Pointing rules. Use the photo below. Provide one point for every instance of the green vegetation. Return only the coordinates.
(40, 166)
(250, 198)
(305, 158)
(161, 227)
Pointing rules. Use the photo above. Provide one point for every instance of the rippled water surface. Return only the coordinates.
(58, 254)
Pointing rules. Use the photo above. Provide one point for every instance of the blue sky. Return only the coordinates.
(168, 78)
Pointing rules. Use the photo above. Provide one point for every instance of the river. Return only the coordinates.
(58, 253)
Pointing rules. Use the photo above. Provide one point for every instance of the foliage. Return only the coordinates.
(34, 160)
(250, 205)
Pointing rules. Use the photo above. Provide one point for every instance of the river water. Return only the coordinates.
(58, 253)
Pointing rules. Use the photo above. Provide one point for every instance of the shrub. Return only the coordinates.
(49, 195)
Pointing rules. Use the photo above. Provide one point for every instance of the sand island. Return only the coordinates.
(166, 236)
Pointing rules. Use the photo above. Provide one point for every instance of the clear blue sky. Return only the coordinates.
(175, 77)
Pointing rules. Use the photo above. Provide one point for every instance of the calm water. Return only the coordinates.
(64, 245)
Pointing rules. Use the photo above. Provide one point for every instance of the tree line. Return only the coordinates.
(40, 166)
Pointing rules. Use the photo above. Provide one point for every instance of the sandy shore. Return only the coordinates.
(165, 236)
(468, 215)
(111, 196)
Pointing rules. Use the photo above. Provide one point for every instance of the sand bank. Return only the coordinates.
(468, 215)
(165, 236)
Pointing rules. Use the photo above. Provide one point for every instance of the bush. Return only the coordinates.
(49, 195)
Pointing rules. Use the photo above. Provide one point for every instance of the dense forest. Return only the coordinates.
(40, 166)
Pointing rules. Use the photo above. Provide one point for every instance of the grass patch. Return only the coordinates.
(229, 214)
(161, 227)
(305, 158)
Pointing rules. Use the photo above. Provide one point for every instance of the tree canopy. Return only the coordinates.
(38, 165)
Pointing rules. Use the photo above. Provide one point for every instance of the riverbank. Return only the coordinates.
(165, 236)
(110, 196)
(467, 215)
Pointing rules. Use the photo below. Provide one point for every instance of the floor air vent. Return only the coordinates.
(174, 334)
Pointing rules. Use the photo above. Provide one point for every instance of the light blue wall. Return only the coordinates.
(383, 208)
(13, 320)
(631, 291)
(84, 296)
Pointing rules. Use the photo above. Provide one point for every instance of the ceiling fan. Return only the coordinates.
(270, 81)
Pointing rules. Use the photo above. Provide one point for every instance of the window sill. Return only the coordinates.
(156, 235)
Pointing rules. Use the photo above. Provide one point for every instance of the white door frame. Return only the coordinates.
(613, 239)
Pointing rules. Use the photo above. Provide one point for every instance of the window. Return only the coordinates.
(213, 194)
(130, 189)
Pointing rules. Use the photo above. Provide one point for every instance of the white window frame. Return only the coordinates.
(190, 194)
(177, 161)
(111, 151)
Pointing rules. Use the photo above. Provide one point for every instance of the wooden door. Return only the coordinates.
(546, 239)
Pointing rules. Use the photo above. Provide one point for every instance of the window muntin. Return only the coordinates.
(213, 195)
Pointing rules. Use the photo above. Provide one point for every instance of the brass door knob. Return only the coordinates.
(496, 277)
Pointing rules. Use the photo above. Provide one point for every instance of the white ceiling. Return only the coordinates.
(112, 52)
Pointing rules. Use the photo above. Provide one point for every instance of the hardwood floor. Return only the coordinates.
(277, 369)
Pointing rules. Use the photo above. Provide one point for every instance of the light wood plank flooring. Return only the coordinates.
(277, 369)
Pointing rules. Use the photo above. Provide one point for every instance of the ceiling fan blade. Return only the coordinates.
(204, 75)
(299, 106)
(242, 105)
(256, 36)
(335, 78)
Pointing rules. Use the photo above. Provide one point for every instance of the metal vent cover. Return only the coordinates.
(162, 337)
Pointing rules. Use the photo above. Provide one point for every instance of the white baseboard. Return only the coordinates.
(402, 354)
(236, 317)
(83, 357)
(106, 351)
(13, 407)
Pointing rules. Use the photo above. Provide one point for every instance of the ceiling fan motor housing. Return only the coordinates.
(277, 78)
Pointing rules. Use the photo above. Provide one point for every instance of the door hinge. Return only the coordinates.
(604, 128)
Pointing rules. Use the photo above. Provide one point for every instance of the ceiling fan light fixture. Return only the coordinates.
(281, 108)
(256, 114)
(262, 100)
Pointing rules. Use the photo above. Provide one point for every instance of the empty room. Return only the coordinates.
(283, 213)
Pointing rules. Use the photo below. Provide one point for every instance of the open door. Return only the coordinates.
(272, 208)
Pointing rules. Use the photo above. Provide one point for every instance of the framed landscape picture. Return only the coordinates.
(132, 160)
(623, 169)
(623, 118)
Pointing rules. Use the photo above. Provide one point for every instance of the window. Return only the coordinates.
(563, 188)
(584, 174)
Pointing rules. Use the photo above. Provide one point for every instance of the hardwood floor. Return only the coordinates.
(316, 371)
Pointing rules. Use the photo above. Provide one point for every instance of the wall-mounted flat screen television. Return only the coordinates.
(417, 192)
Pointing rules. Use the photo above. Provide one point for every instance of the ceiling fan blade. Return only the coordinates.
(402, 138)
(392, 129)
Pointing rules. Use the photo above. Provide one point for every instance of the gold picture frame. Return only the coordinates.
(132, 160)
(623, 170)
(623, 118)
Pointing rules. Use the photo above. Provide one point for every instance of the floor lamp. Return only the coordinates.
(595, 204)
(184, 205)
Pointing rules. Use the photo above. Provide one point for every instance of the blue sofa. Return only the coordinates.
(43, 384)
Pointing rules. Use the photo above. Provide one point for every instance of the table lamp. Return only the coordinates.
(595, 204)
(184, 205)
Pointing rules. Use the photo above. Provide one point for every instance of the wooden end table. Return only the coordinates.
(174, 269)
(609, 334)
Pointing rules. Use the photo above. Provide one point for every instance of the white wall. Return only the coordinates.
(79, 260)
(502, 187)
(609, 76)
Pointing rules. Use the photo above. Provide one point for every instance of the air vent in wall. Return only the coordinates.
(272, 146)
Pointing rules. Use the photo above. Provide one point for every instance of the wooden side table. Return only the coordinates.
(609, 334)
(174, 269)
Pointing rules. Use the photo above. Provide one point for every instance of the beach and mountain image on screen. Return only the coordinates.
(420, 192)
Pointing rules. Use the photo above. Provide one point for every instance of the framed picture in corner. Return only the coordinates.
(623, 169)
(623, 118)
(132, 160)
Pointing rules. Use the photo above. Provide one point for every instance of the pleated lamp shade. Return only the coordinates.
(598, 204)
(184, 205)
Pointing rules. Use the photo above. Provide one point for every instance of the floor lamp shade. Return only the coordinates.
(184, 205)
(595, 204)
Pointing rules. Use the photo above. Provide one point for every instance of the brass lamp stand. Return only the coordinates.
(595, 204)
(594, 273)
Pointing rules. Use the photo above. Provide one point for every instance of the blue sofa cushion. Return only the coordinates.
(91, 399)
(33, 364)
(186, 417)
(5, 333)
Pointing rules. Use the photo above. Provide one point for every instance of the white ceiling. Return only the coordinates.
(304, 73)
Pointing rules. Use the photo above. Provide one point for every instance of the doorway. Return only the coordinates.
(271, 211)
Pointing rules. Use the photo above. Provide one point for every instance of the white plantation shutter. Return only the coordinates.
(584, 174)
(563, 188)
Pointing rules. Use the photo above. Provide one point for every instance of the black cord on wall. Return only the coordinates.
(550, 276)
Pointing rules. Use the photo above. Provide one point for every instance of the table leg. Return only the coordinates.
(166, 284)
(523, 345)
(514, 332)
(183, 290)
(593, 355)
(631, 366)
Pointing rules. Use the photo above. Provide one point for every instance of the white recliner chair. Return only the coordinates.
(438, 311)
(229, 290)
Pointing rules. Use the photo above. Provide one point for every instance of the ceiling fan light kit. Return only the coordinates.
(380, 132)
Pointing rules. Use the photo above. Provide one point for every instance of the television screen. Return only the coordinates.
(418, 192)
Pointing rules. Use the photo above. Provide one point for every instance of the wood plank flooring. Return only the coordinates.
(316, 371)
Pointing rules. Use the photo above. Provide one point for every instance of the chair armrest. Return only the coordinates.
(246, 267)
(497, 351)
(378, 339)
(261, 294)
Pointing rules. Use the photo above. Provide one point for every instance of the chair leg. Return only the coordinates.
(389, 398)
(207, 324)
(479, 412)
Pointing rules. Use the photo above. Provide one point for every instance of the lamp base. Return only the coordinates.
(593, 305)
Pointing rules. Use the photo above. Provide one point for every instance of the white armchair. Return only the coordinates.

Written task:
From the line holding "doorway. Return only the coordinates." through the last line above, reproduce each line exactly and add nothing.

Solution below:
Pointing rules. Use the photo above. Provide one point for every instance of the doorway. Return only the coordinates.
(271, 211)
Pointing rules. Use the photo above. Provide one point for every instance of the white plantation shutter. Return only the coordinates.
(584, 174)
(563, 188)
Pointing rules. Use the photo above. Provide one point for every instance of the black cord on wall. Return only the coordinates.
(550, 276)
Pointing rules. Use the photo above. Provide one point for every instance of the table leg. Return only the coordinates.
(166, 284)
(523, 345)
(514, 332)
(183, 290)
(593, 355)
(631, 366)
Pointing rules. Use the photo above. Provide one point for every instance of the white recliner chair. Return only the coordinates.
(438, 311)
(229, 290)
Pointing rules. Use the photo above. Provide one point for every instance of the ceiling fan light kit. Return only the coordinates.
(380, 132)
Pointing rules. Use the photo above. Provide one point for every instance of the television screen. Return only the coordinates.
(418, 192)
Pointing rules. Use the photo above. Provide one point for every instance of the wood plank flooring. Return only the coordinates.
(316, 371)
Pointing rules. Use the photo above. Provide one point for every instance of the chair armrest. Return only the coordinates.
(246, 267)
(497, 351)
(378, 339)
(261, 294)
Pointing rules. Use the photo above. Provide one point for every instance of the chair leg. Return only the coordinates.
(389, 398)
(207, 324)
(479, 412)
Pointing rules. Use the photo above. Provide one point for every instance of the lamp base. Return only the coordinates.
(593, 305)
Pointing rules. Use the photo above. Provide one point for every instance of the white armchair. Return only the coordinates.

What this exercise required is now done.